What the exercise asks: Which lines in the rows below contain the string "ridge"? Extract every such line in full, and treat the match as case-sensitive.

Exercise input:
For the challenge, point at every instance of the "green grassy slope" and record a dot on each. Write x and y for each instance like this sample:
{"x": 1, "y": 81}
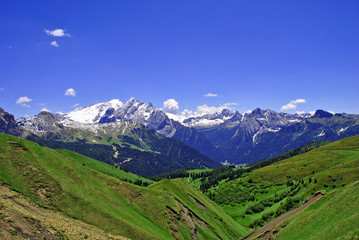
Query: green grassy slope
{"x": 335, "y": 216}
{"x": 267, "y": 192}
{"x": 103, "y": 167}
{"x": 56, "y": 181}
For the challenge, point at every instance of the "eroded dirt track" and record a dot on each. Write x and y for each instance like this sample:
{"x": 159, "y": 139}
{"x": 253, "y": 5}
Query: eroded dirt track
{"x": 21, "y": 219}
{"x": 268, "y": 230}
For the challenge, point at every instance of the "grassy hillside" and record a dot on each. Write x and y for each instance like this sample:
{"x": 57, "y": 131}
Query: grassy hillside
{"x": 335, "y": 216}
{"x": 270, "y": 191}
{"x": 105, "y": 168}
{"x": 138, "y": 149}
{"x": 59, "y": 181}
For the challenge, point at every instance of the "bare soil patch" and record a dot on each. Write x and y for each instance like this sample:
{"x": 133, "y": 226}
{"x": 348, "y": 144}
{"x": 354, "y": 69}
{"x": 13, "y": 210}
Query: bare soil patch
{"x": 273, "y": 226}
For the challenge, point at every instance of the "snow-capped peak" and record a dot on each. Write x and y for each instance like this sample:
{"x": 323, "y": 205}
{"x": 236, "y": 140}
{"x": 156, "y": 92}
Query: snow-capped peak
{"x": 93, "y": 113}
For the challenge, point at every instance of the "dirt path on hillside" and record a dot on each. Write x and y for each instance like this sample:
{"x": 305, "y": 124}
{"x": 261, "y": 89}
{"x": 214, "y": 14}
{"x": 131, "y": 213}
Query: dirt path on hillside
{"x": 269, "y": 230}
{"x": 21, "y": 219}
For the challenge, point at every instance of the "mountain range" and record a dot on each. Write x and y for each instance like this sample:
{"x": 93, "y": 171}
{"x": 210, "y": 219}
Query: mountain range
{"x": 225, "y": 136}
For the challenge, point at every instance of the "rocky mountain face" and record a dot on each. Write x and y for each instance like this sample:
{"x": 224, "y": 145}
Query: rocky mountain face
{"x": 126, "y": 144}
{"x": 261, "y": 134}
{"x": 9, "y": 125}
{"x": 146, "y": 114}
{"x": 224, "y": 136}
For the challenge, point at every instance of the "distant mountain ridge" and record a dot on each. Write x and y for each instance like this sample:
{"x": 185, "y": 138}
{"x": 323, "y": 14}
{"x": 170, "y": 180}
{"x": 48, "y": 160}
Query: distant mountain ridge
{"x": 226, "y": 135}
{"x": 126, "y": 144}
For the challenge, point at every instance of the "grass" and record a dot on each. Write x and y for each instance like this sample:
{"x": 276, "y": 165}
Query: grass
{"x": 103, "y": 167}
{"x": 57, "y": 180}
{"x": 327, "y": 168}
{"x": 335, "y": 216}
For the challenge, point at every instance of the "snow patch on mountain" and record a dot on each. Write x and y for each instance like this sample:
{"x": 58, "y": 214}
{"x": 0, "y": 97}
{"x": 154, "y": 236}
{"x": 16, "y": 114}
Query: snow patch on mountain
{"x": 93, "y": 113}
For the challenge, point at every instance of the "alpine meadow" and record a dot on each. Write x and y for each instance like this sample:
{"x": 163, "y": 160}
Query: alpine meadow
{"x": 186, "y": 120}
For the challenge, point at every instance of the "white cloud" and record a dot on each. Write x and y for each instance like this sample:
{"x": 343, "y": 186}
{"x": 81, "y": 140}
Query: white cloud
{"x": 293, "y": 104}
{"x": 23, "y": 100}
{"x": 55, "y": 44}
{"x": 170, "y": 106}
{"x": 57, "y": 33}
{"x": 230, "y": 104}
{"x": 70, "y": 92}
{"x": 211, "y": 95}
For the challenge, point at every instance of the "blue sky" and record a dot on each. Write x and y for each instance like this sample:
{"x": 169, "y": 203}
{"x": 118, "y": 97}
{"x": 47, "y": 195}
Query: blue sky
{"x": 263, "y": 54}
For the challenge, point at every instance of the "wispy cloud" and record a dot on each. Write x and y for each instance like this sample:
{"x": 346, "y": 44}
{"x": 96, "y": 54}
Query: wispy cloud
{"x": 23, "y": 100}
{"x": 293, "y": 104}
{"x": 170, "y": 106}
{"x": 230, "y": 104}
{"x": 211, "y": 95}
{"x": 55, "y": 44}
{"x": 70, "y": 92}
{"x": 57, "y": 32}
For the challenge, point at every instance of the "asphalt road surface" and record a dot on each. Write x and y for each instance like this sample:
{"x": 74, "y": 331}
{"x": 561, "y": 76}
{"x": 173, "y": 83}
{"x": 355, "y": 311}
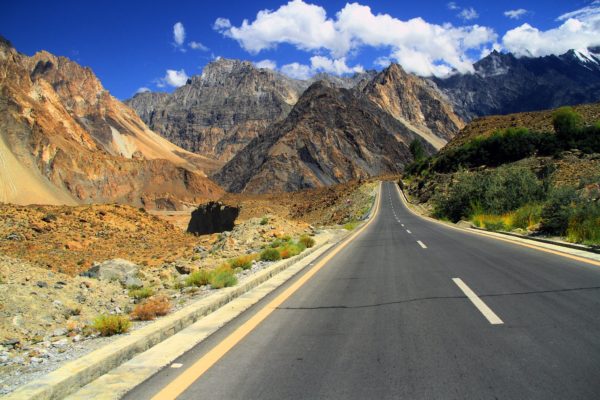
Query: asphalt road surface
{"x": 412, "y": 309}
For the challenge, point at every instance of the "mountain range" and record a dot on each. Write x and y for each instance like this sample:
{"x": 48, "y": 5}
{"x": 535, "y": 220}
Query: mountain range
{"x": 65, "y": 139}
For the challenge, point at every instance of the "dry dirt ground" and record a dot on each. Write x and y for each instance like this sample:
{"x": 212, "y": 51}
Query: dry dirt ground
{"x": 46, "y": 307}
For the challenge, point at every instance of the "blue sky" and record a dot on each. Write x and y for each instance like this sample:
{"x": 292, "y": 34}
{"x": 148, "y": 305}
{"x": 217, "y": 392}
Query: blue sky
{"x": 132, "y": 45}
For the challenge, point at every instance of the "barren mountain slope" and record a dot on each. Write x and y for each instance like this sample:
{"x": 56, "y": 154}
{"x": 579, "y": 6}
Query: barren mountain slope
{"x": 332, "y": 135}
{"x": 65, "y": 140}
{"x": 415, "y": 102}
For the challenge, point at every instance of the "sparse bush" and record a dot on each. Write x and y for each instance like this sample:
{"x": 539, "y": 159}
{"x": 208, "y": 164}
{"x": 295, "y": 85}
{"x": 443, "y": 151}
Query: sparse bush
{"x": 198, "y": 278}
{"x": 243, "y": 262}
{"x": 222, "y": 277}
{"x": 270, "y": 255}
{"x": 307, "y": 241}
{"x": 566, "y": 123}
{"x": 151, "y": 308}
{"x": 109, "y": 325}
{"x": 141, "y": 293}
{"x": 491, "y": 192}
{"x": 557, "y": 210}
{"x": 527, "y": 216}
{"x": 584, "y": 223}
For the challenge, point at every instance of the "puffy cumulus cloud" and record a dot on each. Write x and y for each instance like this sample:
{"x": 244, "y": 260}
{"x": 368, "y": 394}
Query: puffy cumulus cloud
{"x": 303, "y": 25}
{"x": 580, "y": 29}
{"x": 468, "y": 14}
{"x": 197, "y": 46}
{"x": 336, "y": 67}
{"x": 178, "y": 34}
{"x": 297, "y": 71}
{"x": 268, "y": 64}
{"x": 421, "y": 47}
{"x": 174, "y": 78}
{"x": 515, "y": 14}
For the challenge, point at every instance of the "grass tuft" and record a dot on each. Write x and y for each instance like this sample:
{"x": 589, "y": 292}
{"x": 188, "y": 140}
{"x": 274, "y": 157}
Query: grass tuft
{"x": 109, "y": 325}
{"x": 151, "y": 308}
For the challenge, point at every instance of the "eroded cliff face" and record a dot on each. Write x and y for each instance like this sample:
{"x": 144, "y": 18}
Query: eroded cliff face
{"x": 332, "y": 135}
{"x": 64, "y": 139}
{"x": 416, "y": 103}
{"x": 219, "y": 112}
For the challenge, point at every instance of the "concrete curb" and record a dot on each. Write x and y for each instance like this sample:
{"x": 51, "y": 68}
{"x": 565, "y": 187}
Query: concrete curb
{"x": 78, "y": 373}
{"x": 574, "y": 246}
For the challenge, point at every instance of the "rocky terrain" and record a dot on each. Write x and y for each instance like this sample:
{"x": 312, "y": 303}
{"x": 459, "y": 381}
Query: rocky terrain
{"x": 62, "y": 266}
{"x": 503, "y": 83}
{"x": 332, "y": 135}
{"x": 65, "y": 140}
{"x": 416, "y": 103}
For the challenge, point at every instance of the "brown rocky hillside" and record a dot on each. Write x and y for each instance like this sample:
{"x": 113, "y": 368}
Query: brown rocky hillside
{"x": 65, "y": 140}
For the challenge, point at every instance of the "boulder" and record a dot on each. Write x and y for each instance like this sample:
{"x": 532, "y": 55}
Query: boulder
{"x": 117, "y": 269}
{"x": 213, "y": 217}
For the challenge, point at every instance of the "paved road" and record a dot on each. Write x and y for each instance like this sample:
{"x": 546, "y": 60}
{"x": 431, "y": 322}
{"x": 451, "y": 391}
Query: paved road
{"x": 384, "y": 319}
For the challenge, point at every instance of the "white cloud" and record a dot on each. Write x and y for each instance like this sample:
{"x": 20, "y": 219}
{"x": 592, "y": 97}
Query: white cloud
{"x": 320, "y": 64}
{"x": 468, "y": 14}
{"x": 221, "y": 24}
{"x": 580, "y": 30}
{"x": 178, "y": 34}
{"x": 331, "y": 66}
{"x": 173, "y": 78}
{"x": 420, "y": 46}
{"x": 515, "y": 14}
{"x": 296, "y": 71}
{"x": 198, "y": 46}
{"x": 268, "y": 64}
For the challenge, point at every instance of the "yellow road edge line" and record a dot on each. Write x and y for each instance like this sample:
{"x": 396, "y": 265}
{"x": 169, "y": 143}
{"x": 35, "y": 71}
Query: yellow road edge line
{"x": 196, "y": 370}
{"x": 516, "y": 242}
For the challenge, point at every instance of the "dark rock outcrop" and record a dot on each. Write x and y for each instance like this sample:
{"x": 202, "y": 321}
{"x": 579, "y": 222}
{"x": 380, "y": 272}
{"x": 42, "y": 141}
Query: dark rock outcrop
{"x": 213, "y": 217}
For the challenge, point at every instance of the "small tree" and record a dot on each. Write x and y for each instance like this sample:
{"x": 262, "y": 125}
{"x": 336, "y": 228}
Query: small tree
{"x": 417, "y": 150}
{"x": 566, "y": 122}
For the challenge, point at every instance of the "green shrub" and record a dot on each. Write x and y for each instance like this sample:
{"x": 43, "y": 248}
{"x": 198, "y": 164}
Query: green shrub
{"x": 496, "y": 191}
{"x": 243, "y": 262}
{"x": 222, "y": 277}
{"x": 557, "y": 210}
{"x": 495, "y": 225}
{"x": 351, "y": 225}
{"x": 584, "y": 223}
{"x": 270, "y": 255}
{"x": 109, "y": 325}
{"x": 198, "y": 278}
{"x": 527, "y": 216}
{"x": 307, "y": 241}
{"x": 141, "y": 293}
{"x": 566, "y": 123}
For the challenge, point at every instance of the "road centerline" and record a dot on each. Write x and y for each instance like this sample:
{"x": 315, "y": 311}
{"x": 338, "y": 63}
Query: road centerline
{"x": 478, "y": 303}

Exercise output:
For the challenge, point at every instance of the "distant mountain ridge" and record a dot on each. Write x and y for each instance like this sample:
Query: distant mountain ridge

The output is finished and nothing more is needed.